## [TASK 1]
Rewrite the listing at the end as a numbered list, with every line of it included and blank lines dropped. Leave the pictures out of your answer.

## [TEXT SEGMENT]
______________________________
Resampling Methods

Departing from strict theoretical principles, basing inferences on statistics obtained from repeated resampling of the same sample

Statistical Methods
Resampling
Author

Kobus Esterhuysen

Published

June 21, 2017

Back to Blog |  LearnableLoopAI.com |  Portfolio of Projects |  LinkedIn


Parametric procedures compare observed statistics to sampling distributions based on solid theoretical principles. However, there are always conditions on the data before these procedures can be applied. Resampling is a revolutionary procedure for it departs from strict theoretical principles and simply base its inferences on statistics obtained from repeated resampling of the same sample. In other words, there is no need to satisfy parametric conditions on the data. Even so, resampling is not the only technique that allows a researcher this relaxation of conditions. There is a wide variety of so-called non-parametric methods. When parametric conditions are not satisfied, a valid question then becomes, should one first attempt to use resampling techniques, or is it better to first go with the other non-parametric methods.

As mentioned, there is a large group of other non-parametric methods with a great diversity of approaches. It pays to be familiar with at least a rudimentary knowledge of the theory of an approach before it is applied to a problem. In contrast to this situation, one may simply use a resampling method. The basic principles of resampling are not hard to grasp and there is hardly a diversity of theory among its variants.

As pointed out by Chuong Ho Yu in his 2002 article, called Resampling methods: Concepts, Applications, and Justification (see https://scholarworks.umass.edu/cgi/viewcontent.cgi?article=1128&context=pare), there are four main types of resampling methods: Permutation test, Cross-validation, Jackknife, and Bootstrap. Even so, the underpinnings of the methods are not far apart. Ho makes a point of this too: “The principles of cross-validation, Jackknife, and bootstrap are very similar, but bootstrap overshadows the others for it is a more thorough procedure in the sense that it draws many more sub-samples than the others.” In other words, three of the four main classes are very similar, and the class that deviates mainly does so because it draws more resamples than the other three.
______________________________
## [TASK 2]
Write the next part of the piece on resampling methods above, picking up right after its final sentence.
______________________________
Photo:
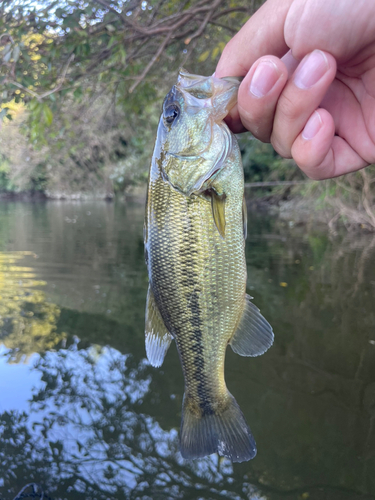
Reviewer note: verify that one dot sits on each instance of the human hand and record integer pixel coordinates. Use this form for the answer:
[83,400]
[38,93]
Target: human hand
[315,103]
______________________________
## [EXERCISE ANSWER 1]
1. Photo:
2. Reviewer note: verify that one dot sits on each instance of the human hand and record integer pixel coordinates. Use this form for the answer:
3. [83,400]
4. [38,93]
5. Target: human hand
6. [315,103]

## [EXERCISE ANSWER 2]
In a sense, the resampling methods represent a “generic” approach for a sub-group of non-parametric methods that represents a valuable economy of expression that is always welcome in a complicated discipline such as statistics. This in itself, to me, is a good reason to use resampling as a first resort, rather than other non-parametric methods.

Resampling techniques have some definite advantages. Often there is not a clear-cut decision on whether parametric conditions hold or the extent to which they hold. The researcher’s mind may be eased by simply using a resampling method. Furthermore, the concepts behind resampling is clean and simple. There is no need to have a mathematical background or other special smarts. As a matter of fact, some studies have shown that students new to statistics fared better when taught using resampling techniques than students that came through traditional statistics schooling (cited in Rudner & Shafer, 1992).

The most fundamental requirement for parametric or other procedures is that the sample be representative or random. It seems that even this condition might be circumvented when using a resampling method (Edgington 1995). Not all researchers agree on this point though. Another advantage is in the case of studies with a small sample size. Even if parametric conditions are satisfied the test may suffer from a low level of power. In this case the bootstrap method could be applied to treat the small sample as a virtual population and just generate a sufficient number of observations. Similarly, a resampling technique may come to the rescue when the sample size is too “large” in a situation of overpowering.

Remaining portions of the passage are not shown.